### What you should do
In the entries below, from the line containing "of the driveway" through the end, change "blue sky" to "cloudless sky". Write those lines out again with everything else left as it is.

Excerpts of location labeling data
▬▬▬▬▬▬
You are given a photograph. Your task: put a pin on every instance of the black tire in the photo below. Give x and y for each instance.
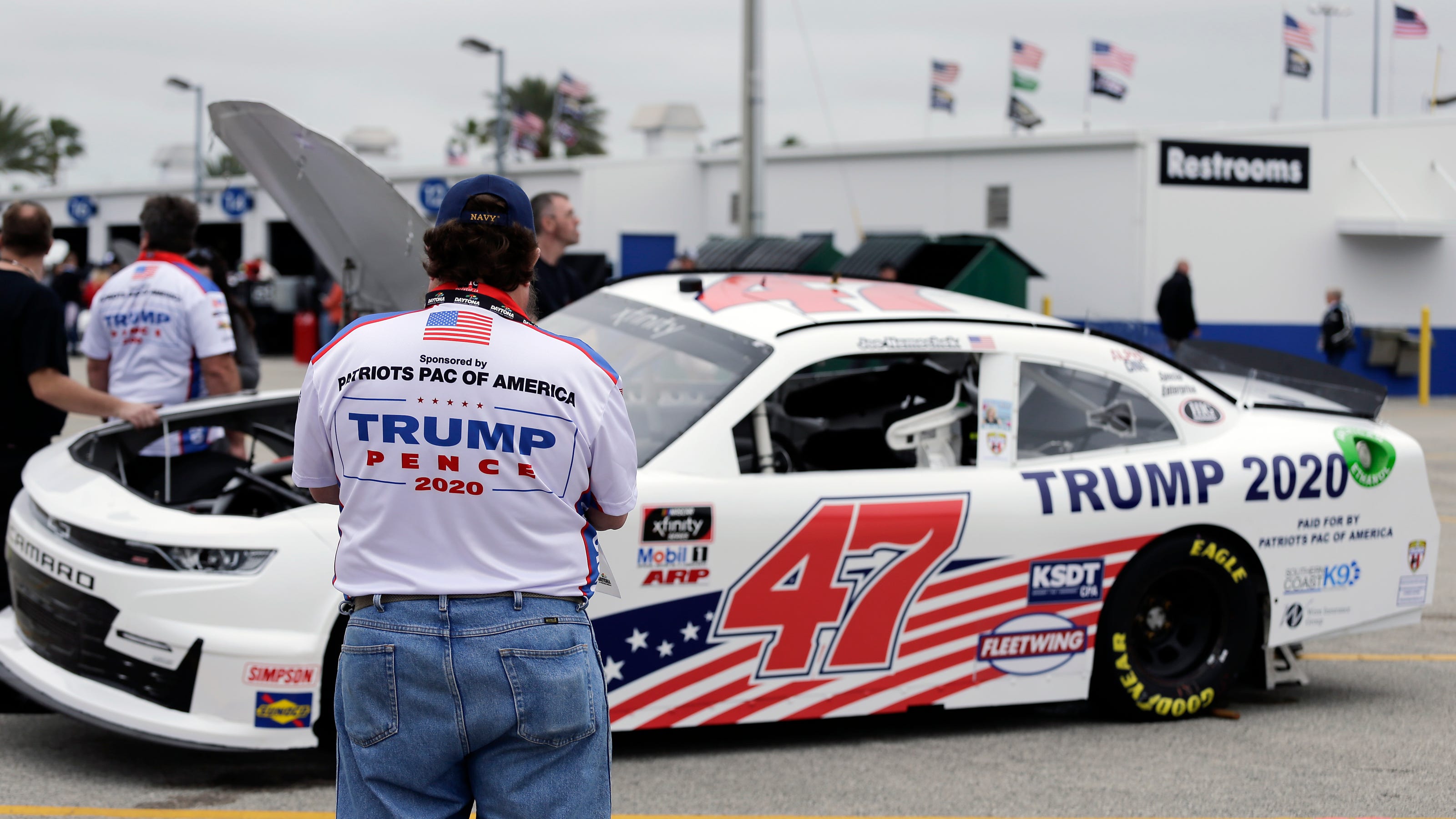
(1177, 629)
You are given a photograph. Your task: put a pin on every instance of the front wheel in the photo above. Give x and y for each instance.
(1178, 626)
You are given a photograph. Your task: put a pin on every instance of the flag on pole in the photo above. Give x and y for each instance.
(1410, 24)
(1110, 57)
(1107, 86)
(1026, 54)
(571, 88)
(1021, 114)
(1298, 35)
(1296, 65)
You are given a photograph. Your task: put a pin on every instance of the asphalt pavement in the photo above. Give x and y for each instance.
(1366, 738)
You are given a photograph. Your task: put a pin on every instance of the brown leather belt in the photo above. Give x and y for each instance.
(362, 603)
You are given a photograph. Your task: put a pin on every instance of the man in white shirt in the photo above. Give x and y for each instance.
(159, 329)
(475, 456)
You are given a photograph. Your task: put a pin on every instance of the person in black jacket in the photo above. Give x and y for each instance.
(1176, 307)
(1337, 329)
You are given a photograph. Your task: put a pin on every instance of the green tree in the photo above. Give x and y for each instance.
(538, 96)
(18, 139)
(59, 141)
(226, 165)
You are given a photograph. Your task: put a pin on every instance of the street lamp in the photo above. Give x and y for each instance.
(1330, 12)
(481, 47)
(197, 136)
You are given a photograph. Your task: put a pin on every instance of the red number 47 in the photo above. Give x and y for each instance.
(851, 566)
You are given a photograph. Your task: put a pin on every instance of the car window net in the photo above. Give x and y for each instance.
(673, 368)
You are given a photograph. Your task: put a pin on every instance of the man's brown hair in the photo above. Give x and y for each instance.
(25, 229)
(169, 223)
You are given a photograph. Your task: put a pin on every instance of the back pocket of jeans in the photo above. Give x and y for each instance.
(370, 702)
(555, 694)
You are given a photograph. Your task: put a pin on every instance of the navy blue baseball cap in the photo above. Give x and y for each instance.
(517, 204)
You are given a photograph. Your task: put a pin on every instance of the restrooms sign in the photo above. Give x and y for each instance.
(1231, 165)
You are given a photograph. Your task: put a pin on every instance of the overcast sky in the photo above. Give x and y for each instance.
(335, 65)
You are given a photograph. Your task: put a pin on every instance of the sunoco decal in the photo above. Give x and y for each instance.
(1227, 165)
(677, 524)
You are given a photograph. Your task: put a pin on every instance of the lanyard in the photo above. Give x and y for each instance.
(475, 299)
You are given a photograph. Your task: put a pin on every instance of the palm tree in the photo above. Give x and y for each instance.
(538, 96)
(57, 143)
(18, 140)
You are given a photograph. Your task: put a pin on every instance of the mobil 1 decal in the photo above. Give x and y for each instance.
(1231, 165)
(832, 595)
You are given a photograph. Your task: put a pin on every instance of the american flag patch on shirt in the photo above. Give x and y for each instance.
(458, 327)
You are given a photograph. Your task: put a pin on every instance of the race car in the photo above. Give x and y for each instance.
(855, 498)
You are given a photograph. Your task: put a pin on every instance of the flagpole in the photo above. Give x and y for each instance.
(1087, 101)
(1375, 66)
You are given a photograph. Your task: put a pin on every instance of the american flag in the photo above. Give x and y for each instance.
(458, 327)
(528, 123)
(1112, 57)
(1298, 35)
(573, 88)
(1026, 54)
(1410, 24)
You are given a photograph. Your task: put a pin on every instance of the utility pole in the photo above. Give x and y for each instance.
(750, 141)
(501, 126)
(1330, 12)
(197, 136)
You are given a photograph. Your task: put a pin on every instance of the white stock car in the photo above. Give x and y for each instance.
(855, 498)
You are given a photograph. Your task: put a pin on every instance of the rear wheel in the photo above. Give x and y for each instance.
(1178, 626)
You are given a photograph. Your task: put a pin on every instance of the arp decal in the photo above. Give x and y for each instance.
(1065, 581)
(1368, 456)
(1416, 555)
(834, 594)
(283, 710)
(280, 675)
(677, 524)
(1033, 643)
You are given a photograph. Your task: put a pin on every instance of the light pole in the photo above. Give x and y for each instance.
(1330, 12)
(501, 127)
(197, 136)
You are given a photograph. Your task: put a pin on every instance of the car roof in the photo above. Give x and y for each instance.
(763, 306)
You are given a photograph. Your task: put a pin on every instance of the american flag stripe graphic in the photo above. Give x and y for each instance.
(458, 327)
(937, 657)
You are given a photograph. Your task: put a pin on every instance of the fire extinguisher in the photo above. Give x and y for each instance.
(305, 335)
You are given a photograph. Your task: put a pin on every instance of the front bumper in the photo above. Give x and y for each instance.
(71, 642)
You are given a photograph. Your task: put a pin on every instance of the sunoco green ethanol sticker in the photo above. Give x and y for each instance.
(1369, 457)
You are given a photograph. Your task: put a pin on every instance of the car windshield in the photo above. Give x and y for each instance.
(673, 368)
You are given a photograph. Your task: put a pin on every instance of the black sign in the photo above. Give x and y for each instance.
(1228, 165)
(677, 524)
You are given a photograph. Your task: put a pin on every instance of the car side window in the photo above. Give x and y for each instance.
(838, 415)
(1072, 411)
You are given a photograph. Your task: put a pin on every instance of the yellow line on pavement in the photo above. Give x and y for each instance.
(1376, 658)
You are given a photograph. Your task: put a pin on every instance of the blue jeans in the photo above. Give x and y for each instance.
(487, 700)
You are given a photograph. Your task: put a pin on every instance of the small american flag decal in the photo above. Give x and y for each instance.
(458, 327)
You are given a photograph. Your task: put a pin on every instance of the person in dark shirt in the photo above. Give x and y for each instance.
(34, 373)
(1337, 329)
(557, 223)
(1176, 307)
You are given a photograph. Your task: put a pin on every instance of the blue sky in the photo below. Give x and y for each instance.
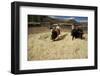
(77, 18)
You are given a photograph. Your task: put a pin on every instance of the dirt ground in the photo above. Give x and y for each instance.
(41, 47)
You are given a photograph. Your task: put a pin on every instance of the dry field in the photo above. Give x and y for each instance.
(41, 47)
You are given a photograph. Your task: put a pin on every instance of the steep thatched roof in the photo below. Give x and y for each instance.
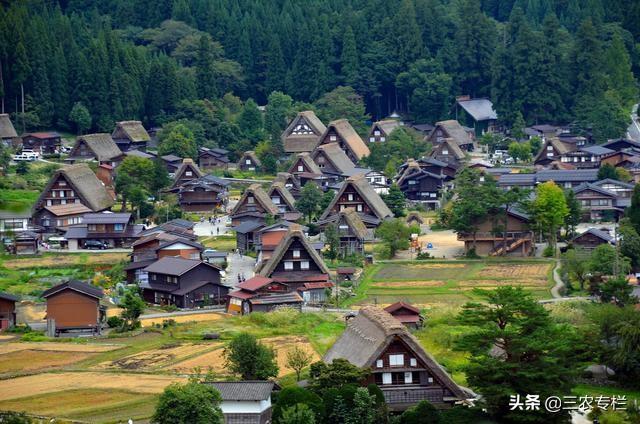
(307, 161)
(349, 135)
(336, 156)
(85, 184)
(102, 145)
(295, 233)
(286, 195)
(368, 194)
(309, 128)
(260, 196)
(352, 219)
(368, 335)
(386, 126)
(132, 130)
(6, 127)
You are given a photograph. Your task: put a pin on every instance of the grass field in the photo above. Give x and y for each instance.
(443, 283)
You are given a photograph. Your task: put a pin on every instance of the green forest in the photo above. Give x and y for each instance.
(541, 61)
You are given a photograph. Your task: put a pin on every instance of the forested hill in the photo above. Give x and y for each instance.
(550, 60)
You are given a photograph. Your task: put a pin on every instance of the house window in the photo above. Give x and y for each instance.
(386, 378)
(396, 360)
(408, 377)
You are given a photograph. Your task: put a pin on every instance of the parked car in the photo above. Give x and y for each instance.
(96, 244)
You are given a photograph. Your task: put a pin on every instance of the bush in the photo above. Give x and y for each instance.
(115, 322)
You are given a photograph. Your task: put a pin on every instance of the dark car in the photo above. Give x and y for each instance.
(96, 244)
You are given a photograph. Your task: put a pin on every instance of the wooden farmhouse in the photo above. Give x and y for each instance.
(406, 313)
(516, 239)
(302, 133)
(209, 159)
(7, 311)
(204, 194)
(399, 365)
(131, 135)
(592, 238)
(7, 131)
(75, 306)
(381, 130)
(453, 130)
(71, 192)
(356, 193)
(187, 171)
(185, 283)
(45, 143)
(249, 162)
(254, 205)
(342, 132)
(98, 147)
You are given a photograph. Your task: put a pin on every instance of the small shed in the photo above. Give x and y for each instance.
(26, 243)
(407, 314)
(7, 310)
(75, 306)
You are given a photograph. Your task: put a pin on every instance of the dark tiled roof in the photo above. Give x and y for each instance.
(243, 390)
(75, 285)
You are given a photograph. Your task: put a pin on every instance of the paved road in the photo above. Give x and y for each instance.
(633, 132)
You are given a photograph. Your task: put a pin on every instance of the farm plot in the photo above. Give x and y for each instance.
(156, 358)
(449, 283)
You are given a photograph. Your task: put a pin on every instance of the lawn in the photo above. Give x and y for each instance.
(449, 283)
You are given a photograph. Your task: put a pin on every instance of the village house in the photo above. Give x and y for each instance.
(479, 112)
(290, 182)
(245, 402)
(130, 135)
(74, 306)
(357, 193)
(155, 246)
(185, 283)
(249, 162)
(296, 263)
(98, 147)
(7, 311)
(302, 133)
(399, 365)
(187, 171)
(348, 140)
(45, 143)
(598, 203)
(113, 230)
(254, 205)
(452, 129)
(514, 239)
(261, 294)
(592, 238)
(284, 201)
(214, 158)
(7, 132)
(381, 130)
(406, 313)
(71, 192)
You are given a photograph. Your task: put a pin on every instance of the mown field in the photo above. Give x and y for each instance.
(112, 379)
(449, 283)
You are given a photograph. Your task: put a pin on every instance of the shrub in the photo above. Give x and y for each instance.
(115, 322)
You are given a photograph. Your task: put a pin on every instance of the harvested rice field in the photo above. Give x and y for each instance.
(441, 283)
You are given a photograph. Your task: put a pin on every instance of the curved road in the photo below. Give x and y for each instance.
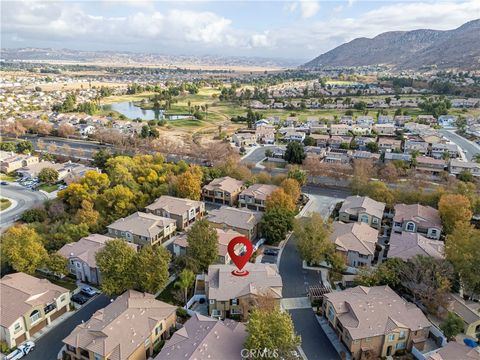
(25, 198)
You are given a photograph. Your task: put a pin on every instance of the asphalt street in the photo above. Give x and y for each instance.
(49, 345)
(25, 198)
(466, 145)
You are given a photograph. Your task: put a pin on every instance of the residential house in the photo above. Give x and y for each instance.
(384, 129)
(407, 245)
(11, 162)
(414, 146)
(389, 144)
(469, 311)
(244, 139)
(255, 196)
(417, 218)
(442, 151)
(244, 221)
(229, 294)
(455, 350)
(129, 328)
(204, 337)
(184, 211)
(224, 190)
(81, 257)
(456, 167)
(374, 322)
(356, 242)
(430, 165)
(339, 129)
(180, 244)
(143, 229)
(362, 209)
(265, 134)
(28, 304)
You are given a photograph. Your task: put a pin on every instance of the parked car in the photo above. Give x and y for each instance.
(79, 299)
(21, 351)
(87, 290)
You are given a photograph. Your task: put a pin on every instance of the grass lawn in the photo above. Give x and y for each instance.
(4, 204)
(5, 177)
(66, 282)
(48, 188)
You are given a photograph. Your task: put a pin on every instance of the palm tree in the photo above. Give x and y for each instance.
(185, 280)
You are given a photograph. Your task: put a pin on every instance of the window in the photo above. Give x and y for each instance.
(35, 316)
(410, 226)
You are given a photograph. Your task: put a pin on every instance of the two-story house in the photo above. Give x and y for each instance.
(255, 196)
(245, 221)
(222, 190)
(229, 294)
(417, 218)
(129, 328)
(28, 304)
(184, 211)
(356, 242)
(374, 322)
(143, 229)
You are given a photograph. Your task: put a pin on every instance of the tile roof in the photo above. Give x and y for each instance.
(359, 237)
(203, 338)
(122, 326)
(373, 311)
(225, 183)
(259, 191)
(86, 248)
(263, 279)
(173, 205)
(353, 204)
(238, 218)
(142, 224)
(425, 216)
(407, 245)
(19, 292)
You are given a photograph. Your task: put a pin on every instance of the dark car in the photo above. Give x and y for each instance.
(270, 252)
(79, 299)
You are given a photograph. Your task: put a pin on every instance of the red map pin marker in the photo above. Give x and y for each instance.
(240, 260)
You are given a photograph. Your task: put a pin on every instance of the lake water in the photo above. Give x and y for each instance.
(131, 111)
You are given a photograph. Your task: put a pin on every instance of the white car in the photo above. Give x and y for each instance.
(21, 351)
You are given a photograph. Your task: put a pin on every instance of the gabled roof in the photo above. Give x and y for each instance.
(263, 279)
(373, 311)
(203, 337)
(122, 326)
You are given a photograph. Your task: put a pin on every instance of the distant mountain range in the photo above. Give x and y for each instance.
(131, 58)
(417, 49)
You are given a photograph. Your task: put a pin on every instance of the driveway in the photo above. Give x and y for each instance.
(49, 345)
(26, 199)
(466, 145)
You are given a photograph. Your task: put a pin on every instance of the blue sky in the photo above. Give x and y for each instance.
(297, 29)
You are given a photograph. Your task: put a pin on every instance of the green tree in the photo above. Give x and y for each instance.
▬▬▬▬▬▬
### Solution
You are given a photograph. Your task: put a pin on every instance of the driveway in the photo above. Give x and y for each instance.
(49, 345)
(26, 199)
(466, 145)
You are given a photograph. Your task: put a pin on every instance of the cloudless sky in the photo above. Give x and y for each instance.
(297, 29)
You are given a photograph. Your task: put a pin on every instance of the green tree in the photo above. Give x and y for each instance.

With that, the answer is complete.